PAGE EXTRACT:
━━━━━━━━━━━━━━━━
I got a question to show that :
If $p$ is prime number, then $$x^p - x \equiv x(x-1)(x-2)(x-3)\cdots (x -(p-1))\,\,\text{(mod }\,p\text{)}$$
Now I got 2 steps to show that the two polynomials are congruent:
For step 2, I know it is obvious $x^p$ has coefficient 1 on both sides. For step 1, but I am not sure how to find all the solutions for $x^p -x$ modulo $p$.
Fermat's little theorem says that $x^p\equiv x$ modulo $p$. So the left hand side of your equation is $0$. The right hand side of your equation is also $0$, because one of the numbers
$$x,x-1,x-2,\dots,x-(p-1)$$
is divisible by $p$.
It is not clear if we are asked to prove equality as polynomial functions (i.e. they have the same values) or as formal polynomials (i.e. they have the same coefficients).
For the former, by little Fermat both sides are $\equiv 0\,$ for $\,x\equiv 0,1,\ldots, p\!-\!1.\,$ And, for the latter, let $\,f(x) =$ LHS $-$ RHS. Since LHS and RHS have same lead coefs we deduce that $f$ has degree $< p,$ and, by little Fermat, $\,f\,$ has $\,p\,$ distinct roots $\,1,2,\ldots p\,$ in the field $\,\Bbb Z/p.\,$ Therefore $\,f\,$ must be the zero polynomial (i.e. all coefs $\equiv 0)$ since a nonzero polynomial over a field (or domain) has no more roots than its degree (a proof follows by iteratively applying the Factor Theorem, and using the fact that the difference of any two distinct roots is nonzero so cancellable). See also the BiFactor Theorem.
Remark $ $ This may fail in non-domains, e.g. mod $\,8\!:\,\ x^2-1\,$ has $\,4\,$ roots $\, x\equiv \pm1,\,\pm 3,\,$ i.e. ${\rm odd}^2\equiv 1\pmod 8$
━━━━━━━━━━━━━━━━
REQUIREMENT A: Reproduce the thread on polynomial congruence word for word, from "For the former, by" to "the BiFactor Theorem.".
The thread above has no connection to the entries that come after it.
━━━━━━━━━━━━━━━━
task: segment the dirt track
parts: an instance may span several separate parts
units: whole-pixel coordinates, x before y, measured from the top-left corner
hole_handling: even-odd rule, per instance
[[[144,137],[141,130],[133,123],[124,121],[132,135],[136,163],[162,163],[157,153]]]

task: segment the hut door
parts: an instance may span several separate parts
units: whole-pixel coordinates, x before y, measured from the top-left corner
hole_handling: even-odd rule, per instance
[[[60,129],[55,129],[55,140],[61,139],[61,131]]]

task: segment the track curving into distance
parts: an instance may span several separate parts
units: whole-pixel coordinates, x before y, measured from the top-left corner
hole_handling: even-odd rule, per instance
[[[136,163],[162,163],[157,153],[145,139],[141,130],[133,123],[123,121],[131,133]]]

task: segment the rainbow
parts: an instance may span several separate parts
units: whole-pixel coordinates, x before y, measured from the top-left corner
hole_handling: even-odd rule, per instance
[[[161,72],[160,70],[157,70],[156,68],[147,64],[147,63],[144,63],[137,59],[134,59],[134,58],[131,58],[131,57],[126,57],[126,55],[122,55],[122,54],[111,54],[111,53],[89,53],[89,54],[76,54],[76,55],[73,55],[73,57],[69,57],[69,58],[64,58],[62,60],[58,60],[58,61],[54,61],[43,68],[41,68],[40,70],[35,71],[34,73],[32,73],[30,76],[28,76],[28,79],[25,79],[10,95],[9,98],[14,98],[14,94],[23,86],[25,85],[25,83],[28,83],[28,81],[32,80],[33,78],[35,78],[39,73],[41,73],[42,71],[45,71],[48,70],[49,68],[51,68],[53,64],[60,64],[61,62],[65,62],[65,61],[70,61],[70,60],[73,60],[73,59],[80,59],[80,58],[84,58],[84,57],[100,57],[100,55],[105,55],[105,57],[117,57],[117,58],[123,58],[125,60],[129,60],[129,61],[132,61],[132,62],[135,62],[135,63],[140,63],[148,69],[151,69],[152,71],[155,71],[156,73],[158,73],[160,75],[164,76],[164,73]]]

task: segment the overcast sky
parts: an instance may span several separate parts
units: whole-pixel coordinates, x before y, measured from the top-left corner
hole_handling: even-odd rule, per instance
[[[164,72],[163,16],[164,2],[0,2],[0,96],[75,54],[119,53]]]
━━━━━━━━━━━━━━━━
REQUIREMENT B: Turn the entries into a numbered list, from the line containing "task: segment the overcast sky" through the last line of the entries, and skip any blank lines.

FINISHED ANSWER A:
For the former, by little Fermat both sides are $\equiv 0\,$ for $\,x\equiv 0,1,\ldots, p\!-\!1.\,$ And, for the latter, let $\,f(x) =$ LHS $-$ RHS. Since LHS and RHS have same lead coefs we deduce that $f$ has degree $< p,$ and, by little Fermat, $\,f\,$ has $\,p\,$ distinct roots $\,1,2,\ldots p\,$ in the field $\,\Bbb Z/p.\,$ Therefore $\,f\,$ must be the zero polynomial (i.e. all coefs $\equiv 0)$ since a nonzero polynomial over a field (or domain) has no more roots than its degree (a proof follows by iteratively applying the Factor Theorem, and using the fact that the difference of any two distinct roots is nonzero so cancellable). See also the BiFactor Theorem.

FINISHED ANSWER B:
1. task: segment the overcast sky
2. parts: an instance may span several separate parts
3. units: whole-pixel coordinates, x before y, measured from the top-left corner
4. hole_handling: even-odd rule, per instance
5. [[[164,72],[163,16],[164,2],[0,2],[0,96],[75,54],[119,53]]]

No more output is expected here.